■ **TEXT ZUM LESEN**:
Berechnungen auf Basis der Bedarfspläne der Länder hätten ergeben, dass vor allem angesichts der demografischen und sozialen Entwicklung von 2014 bis 2020 zusätzliche Mittel für die Pflege in der Höhe von 4,2 Milliarden Euro notwendig sein werden. "Wir müssen jetzt die Weichen stellen", so Diakonie-Direktor Michael Chalupka und Caritas-Generalsekretär Bernd Wachter.
In dem heuer beschlossenen und bis 2016 laufenden Pflegefonds wurde vereinbart, dass zwischen 2014 und 2016 insgesamt 885 Millionen Euro zusätzlich für die Länder für den Bereich der Sachleistungen in der Pflege zur Verfügung stehen. Die fünf Organisationen der BAG fordern nicht nur eine Verlängerung des Fonds bis ins Jahr 2020, um Sicherheit für die Betroffenen herzustellen, sondern auch dessen Aufstockung.

■ **DATEN**:
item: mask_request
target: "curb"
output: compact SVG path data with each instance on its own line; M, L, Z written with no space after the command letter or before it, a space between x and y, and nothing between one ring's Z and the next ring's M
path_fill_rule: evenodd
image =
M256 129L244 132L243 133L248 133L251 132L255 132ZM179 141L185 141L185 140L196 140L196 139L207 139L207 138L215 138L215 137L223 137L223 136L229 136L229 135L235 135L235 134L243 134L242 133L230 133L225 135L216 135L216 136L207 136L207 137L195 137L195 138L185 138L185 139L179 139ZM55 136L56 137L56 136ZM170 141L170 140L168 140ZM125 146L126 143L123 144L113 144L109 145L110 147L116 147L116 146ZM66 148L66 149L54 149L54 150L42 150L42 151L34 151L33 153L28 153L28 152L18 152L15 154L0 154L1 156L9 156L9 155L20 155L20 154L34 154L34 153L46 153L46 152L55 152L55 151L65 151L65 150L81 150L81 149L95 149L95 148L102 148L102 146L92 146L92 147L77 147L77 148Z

■ **ZIEL DER AUFGABE**:
Welcher Betrag steht den Ländern laut dem Text zur Pflege zwischen 2014 und 2016 zusätzlich für Sachleistungen in der Pflege zur Verfügung? Die Daten werden hier nicht gebraucht.

■ **LÖSUNG DER AUFGABE**:
Insgesamt 885 Millionen Euro.